* **PROBLEM STATEMENT**:
Please transcribe every one of the items below word for word, keeping each line in its original order and form.

----

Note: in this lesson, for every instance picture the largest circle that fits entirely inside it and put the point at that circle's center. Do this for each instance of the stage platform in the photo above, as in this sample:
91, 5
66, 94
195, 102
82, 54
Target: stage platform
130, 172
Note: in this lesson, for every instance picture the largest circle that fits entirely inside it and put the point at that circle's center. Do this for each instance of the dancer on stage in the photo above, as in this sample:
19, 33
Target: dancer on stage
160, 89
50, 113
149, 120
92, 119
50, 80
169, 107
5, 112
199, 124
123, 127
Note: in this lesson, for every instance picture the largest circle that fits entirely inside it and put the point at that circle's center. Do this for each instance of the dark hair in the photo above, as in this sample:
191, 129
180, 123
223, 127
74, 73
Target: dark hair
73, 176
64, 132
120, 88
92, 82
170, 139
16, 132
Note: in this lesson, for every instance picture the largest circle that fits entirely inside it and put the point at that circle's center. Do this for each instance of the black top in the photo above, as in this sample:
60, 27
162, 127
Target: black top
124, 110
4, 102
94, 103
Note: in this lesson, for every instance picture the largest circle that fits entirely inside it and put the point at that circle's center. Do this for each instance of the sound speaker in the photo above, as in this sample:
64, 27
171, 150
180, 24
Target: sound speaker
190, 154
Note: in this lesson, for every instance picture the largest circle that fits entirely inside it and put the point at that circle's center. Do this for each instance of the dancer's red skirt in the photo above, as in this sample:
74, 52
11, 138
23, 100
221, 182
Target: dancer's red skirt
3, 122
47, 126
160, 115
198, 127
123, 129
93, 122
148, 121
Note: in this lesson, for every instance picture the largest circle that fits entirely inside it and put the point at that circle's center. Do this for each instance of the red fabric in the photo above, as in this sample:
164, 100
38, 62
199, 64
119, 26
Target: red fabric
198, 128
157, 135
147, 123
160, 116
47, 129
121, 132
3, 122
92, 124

----

* **RESPONSE TO THE EXERCISE**:
Note: in this lesson, for every instance picture the largest circle that fits entirely inside it and put the point at that circle's center. Do this for each instance of the stage platform in the photo above, as in this sample:
91, 5
66, 94
195, 102
82, 54
Target: stage platform
130, 172
Note: in this lesson, for every instance picture the largest circle that fits entirely inside it and put the point at that circle's center. Do this for each instance of the dancer on stage in the photo above, as in this sample:
19, 33
Target: dancer on stage
160, 89
50, 113
149, 120
92, 119
50, 80
169, 107
5, 112
199, 124
123, 127
Note: in this lesson, for every instance picture the largest circle that fits entirely inside it and put the point at that circle's center. Do this for each instance of the dark hair in the photo above, as in this sample:
191, 129
180, 123
223, 127
74, 73
Target: dark hair
73, 176
64, 132
120, 88
92, 82
170, 139
16, 132
Note: in this lesson, for every instance picture the largest circle that fits entirely inside it and put the point at that circle's center. Do this for each instance of the black top in the photo above, as in this sample:
60, 27
162, 127
Target: black top
124, 110
4, 102
94, 103
Note: in this lesson, for every instance picture the largest circle that fits entirely inside it and put the point at that circle's center. Do this for each instance of the sound speaker in the photo above, as in this sample:
64, 27
171, 150
180, 24
Target: sound speaker
190, 154
Note: in this lesson, for every instance picture the largest circle that fits entirely inside it and put the point at that circle's center. Do this for each instance of the dancer's red skirt in the photo above, as in this sample:
74, 52
11, 138
23, 100
221, 182
Target: dancer's red skirt
3, 122
47, 126
160, 115
198, 127
123, 129
93, 122
148, 121
Note: in this lesson, for every instance picture the largest circle that fits entirely inside it and put the point at that circle's center. Do this for each instance of the red fabric in the photo above, as in this sample:
164, 100
38, 62
199, 64
119, 26
Target: red fabric
198, 128
157, 135
147, 123
160, 116
47, 129
121, 132
3, 122
92, 124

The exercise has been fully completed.